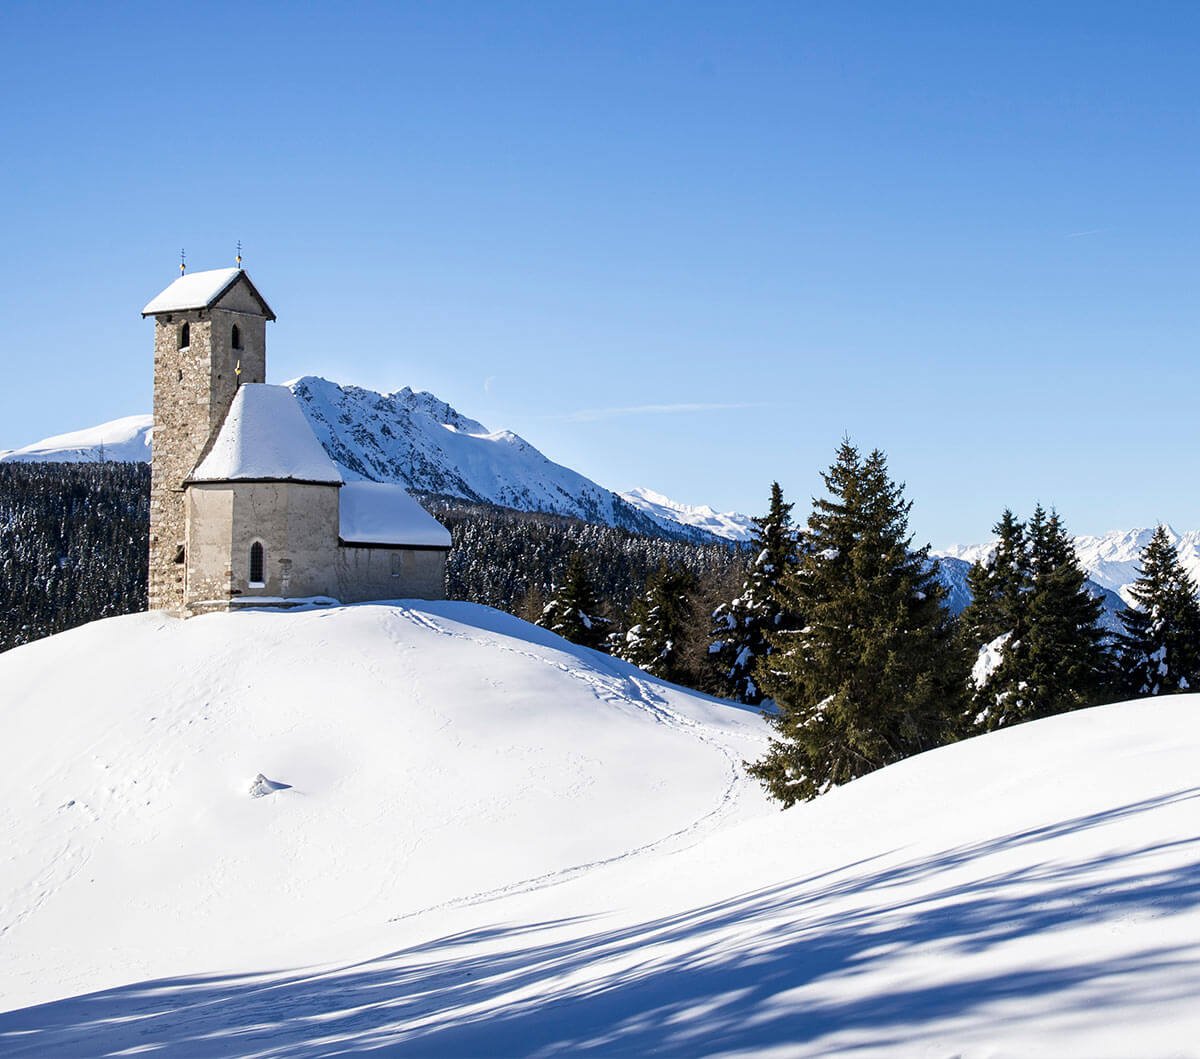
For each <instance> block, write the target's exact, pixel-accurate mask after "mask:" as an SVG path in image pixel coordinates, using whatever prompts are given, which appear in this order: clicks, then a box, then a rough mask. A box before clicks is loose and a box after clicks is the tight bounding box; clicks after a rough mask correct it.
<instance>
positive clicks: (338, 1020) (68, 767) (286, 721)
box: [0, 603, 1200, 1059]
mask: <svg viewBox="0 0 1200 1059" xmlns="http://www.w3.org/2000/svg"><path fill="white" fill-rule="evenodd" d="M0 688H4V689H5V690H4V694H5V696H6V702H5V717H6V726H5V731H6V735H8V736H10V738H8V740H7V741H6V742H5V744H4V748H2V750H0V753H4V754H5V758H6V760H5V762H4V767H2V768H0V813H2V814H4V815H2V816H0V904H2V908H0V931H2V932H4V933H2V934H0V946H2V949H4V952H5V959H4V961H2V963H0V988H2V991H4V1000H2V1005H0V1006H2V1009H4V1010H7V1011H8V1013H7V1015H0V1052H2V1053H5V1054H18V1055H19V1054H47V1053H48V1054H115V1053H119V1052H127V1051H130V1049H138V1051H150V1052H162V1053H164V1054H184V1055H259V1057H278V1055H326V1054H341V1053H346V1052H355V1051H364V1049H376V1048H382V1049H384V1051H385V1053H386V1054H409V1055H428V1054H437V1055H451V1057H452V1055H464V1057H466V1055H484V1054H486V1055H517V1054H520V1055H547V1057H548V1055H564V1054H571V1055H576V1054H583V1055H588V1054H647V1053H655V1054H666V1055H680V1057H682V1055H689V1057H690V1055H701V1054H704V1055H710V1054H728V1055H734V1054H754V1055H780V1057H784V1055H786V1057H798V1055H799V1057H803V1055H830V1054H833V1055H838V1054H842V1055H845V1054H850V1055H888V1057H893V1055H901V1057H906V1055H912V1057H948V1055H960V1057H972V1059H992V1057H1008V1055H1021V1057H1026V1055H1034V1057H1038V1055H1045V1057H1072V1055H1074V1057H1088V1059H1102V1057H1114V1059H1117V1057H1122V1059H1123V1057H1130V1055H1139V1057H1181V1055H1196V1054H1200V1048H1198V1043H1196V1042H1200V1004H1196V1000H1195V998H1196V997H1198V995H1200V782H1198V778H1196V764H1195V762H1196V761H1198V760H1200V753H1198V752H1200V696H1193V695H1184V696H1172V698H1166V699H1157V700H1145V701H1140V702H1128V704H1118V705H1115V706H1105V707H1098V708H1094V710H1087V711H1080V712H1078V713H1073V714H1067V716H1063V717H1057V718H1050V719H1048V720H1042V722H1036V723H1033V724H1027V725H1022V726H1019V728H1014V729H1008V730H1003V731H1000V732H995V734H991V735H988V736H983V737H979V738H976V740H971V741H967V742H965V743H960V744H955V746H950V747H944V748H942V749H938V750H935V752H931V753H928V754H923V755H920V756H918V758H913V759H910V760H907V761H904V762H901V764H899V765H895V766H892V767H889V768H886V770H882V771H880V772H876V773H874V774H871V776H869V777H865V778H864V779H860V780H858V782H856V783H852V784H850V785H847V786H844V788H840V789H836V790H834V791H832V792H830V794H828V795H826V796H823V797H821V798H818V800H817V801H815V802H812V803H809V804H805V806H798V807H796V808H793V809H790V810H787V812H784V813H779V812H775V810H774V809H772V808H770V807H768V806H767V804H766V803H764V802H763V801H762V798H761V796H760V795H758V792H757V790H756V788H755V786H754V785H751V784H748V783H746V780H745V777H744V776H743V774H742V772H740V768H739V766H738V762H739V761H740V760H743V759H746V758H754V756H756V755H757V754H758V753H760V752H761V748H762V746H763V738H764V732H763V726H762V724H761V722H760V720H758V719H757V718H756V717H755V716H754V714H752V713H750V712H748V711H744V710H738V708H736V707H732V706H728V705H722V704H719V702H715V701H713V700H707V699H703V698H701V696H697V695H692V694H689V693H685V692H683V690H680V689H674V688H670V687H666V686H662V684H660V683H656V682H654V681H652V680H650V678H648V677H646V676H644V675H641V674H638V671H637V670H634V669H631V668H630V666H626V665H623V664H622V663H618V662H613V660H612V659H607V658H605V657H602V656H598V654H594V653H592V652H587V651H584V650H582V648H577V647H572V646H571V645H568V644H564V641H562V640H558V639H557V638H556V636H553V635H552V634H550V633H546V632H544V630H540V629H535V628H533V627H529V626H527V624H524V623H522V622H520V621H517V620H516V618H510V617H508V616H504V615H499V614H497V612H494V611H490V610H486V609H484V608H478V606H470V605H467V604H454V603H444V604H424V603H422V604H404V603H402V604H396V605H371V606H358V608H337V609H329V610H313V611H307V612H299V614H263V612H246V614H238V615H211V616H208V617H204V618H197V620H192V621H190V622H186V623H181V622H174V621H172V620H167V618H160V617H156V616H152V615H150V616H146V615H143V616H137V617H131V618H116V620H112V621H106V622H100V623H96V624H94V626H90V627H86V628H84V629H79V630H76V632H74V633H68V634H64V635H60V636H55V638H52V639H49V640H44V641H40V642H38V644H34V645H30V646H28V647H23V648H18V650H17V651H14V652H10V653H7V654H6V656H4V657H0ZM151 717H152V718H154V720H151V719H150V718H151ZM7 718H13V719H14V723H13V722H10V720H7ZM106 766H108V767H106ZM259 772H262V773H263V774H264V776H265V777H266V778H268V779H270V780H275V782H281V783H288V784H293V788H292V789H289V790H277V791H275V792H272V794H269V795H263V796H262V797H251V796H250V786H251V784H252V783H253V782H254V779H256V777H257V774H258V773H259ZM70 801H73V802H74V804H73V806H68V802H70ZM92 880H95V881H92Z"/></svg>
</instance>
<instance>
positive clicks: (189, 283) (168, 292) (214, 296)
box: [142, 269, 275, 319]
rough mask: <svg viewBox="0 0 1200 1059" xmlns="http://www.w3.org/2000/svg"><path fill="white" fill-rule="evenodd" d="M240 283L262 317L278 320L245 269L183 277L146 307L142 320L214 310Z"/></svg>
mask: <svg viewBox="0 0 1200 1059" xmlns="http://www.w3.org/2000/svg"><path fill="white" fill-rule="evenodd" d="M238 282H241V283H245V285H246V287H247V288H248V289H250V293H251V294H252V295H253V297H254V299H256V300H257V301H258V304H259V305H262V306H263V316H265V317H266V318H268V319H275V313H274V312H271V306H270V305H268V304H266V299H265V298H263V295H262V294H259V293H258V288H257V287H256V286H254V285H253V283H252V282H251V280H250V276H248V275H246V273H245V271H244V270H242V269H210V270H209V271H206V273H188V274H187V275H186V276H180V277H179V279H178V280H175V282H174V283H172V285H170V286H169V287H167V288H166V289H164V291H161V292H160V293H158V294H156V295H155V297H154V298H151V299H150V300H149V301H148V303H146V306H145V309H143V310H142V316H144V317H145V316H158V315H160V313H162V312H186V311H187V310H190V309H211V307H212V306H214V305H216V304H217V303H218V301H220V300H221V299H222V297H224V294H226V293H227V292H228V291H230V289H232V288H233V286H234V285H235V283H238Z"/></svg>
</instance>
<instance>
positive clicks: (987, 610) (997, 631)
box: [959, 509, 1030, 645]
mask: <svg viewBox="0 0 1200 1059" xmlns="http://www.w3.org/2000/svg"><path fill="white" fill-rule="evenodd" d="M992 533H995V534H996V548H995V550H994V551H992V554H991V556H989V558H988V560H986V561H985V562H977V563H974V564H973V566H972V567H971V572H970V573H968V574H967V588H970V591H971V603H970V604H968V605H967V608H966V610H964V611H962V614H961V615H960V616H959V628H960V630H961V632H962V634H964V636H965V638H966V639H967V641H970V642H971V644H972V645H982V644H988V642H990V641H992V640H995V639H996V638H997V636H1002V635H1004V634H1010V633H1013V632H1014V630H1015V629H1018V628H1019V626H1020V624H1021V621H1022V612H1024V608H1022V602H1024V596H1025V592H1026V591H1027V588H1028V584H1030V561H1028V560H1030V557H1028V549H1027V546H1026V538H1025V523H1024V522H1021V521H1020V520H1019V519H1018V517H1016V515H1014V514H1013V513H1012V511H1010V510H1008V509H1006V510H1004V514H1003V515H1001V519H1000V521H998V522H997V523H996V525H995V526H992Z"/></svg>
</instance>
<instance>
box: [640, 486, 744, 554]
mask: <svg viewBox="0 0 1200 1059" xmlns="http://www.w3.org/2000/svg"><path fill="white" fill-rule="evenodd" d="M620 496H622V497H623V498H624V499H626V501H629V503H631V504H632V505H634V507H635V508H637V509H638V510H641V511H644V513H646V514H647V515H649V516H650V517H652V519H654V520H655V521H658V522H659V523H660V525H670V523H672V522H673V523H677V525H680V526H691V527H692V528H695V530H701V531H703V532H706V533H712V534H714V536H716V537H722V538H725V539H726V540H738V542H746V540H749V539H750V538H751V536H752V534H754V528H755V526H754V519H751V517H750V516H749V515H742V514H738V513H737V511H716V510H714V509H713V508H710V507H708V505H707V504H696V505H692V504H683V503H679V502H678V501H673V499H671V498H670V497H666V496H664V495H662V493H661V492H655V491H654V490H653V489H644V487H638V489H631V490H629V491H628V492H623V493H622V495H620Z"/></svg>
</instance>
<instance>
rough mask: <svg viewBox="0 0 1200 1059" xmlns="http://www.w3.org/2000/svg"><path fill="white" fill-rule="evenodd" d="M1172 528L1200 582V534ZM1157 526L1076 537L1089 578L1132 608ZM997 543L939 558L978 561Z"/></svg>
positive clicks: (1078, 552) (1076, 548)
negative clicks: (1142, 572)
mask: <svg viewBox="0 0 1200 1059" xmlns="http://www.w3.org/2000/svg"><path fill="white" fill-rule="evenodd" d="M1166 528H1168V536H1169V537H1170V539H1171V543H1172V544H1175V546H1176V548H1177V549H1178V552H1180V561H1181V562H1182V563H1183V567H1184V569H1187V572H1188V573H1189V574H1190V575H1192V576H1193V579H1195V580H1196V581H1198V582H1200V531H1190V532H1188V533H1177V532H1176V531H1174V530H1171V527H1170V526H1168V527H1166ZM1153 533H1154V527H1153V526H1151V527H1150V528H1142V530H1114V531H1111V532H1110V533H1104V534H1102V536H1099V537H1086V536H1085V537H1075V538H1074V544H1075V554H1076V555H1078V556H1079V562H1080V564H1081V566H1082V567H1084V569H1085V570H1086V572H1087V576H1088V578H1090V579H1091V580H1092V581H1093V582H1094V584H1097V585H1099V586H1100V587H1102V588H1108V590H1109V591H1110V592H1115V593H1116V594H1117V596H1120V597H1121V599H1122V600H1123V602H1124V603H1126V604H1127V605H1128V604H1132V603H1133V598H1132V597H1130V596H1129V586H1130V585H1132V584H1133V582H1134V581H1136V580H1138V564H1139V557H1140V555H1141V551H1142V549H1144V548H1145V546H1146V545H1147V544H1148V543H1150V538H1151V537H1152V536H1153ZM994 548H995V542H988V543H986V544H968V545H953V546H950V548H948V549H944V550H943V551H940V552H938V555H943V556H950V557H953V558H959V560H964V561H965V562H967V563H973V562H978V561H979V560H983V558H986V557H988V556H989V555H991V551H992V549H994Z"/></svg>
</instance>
########
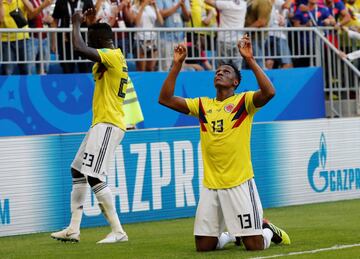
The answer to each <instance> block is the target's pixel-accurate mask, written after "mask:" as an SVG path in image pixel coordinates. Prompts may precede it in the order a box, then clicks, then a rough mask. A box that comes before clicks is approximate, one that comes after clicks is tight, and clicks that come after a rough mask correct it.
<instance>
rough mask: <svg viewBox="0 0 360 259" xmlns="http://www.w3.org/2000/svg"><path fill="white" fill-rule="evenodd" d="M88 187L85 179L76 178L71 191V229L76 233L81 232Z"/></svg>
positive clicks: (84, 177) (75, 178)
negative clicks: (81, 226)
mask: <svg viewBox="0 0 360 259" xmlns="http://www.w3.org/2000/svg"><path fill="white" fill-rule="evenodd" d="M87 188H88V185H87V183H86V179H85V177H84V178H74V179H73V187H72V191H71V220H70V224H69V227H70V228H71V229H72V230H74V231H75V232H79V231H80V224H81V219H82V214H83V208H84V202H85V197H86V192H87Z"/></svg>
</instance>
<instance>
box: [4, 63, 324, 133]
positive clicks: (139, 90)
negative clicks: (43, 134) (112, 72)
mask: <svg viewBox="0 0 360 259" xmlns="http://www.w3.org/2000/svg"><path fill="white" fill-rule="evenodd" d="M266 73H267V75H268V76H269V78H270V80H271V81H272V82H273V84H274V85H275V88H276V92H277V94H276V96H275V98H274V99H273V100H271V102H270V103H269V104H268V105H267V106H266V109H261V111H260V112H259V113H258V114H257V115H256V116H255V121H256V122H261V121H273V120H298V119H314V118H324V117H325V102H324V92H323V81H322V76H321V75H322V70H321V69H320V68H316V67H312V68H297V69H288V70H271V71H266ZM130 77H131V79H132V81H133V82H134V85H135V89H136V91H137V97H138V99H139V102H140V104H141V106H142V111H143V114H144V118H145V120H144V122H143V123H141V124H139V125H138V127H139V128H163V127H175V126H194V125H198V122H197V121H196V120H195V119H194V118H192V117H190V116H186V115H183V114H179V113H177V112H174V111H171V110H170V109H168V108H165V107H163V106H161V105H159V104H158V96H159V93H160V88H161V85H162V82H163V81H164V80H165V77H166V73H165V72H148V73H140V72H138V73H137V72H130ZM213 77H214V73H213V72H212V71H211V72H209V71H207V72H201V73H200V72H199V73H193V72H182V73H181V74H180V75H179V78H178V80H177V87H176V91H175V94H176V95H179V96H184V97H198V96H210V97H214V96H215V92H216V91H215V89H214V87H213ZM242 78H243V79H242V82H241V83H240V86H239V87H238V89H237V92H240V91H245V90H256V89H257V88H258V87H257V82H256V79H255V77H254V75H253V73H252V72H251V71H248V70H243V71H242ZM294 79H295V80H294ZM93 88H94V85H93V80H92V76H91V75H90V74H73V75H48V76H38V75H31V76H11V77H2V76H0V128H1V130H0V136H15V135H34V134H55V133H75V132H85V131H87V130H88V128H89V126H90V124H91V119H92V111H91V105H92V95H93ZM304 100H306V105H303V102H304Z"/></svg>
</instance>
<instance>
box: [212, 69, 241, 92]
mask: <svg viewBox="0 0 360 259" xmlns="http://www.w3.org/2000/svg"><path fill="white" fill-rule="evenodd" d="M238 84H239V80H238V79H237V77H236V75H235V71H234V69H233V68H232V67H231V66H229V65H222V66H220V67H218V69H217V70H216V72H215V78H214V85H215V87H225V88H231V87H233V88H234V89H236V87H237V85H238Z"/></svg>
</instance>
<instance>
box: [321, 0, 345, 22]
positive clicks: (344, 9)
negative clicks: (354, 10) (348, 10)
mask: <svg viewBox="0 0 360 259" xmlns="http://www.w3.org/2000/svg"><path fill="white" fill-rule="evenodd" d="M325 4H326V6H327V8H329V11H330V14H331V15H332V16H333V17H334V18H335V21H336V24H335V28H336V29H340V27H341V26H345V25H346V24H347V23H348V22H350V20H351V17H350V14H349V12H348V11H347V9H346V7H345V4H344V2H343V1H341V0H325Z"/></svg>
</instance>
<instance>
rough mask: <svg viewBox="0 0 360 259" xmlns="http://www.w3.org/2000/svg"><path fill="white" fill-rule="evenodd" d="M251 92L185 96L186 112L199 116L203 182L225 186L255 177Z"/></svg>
########
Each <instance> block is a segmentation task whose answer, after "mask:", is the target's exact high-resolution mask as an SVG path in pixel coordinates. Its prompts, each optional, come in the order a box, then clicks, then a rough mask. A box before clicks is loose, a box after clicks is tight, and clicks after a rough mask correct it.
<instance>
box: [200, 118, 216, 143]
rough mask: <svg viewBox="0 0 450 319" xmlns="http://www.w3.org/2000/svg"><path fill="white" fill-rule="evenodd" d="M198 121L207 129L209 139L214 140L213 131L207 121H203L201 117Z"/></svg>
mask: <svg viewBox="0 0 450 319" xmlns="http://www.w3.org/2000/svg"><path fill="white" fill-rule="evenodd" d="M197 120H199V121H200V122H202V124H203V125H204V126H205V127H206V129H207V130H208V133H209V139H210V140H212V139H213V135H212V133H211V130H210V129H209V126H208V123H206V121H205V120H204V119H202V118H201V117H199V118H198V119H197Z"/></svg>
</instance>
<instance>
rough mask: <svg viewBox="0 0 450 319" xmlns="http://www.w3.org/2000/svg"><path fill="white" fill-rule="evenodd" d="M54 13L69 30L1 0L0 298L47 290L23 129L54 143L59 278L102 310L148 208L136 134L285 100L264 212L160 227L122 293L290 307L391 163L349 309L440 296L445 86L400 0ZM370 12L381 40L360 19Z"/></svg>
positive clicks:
########
Task details:
Nothing but a number belongs in the answer, namely how many lines above include "positive".

Expected answer:
8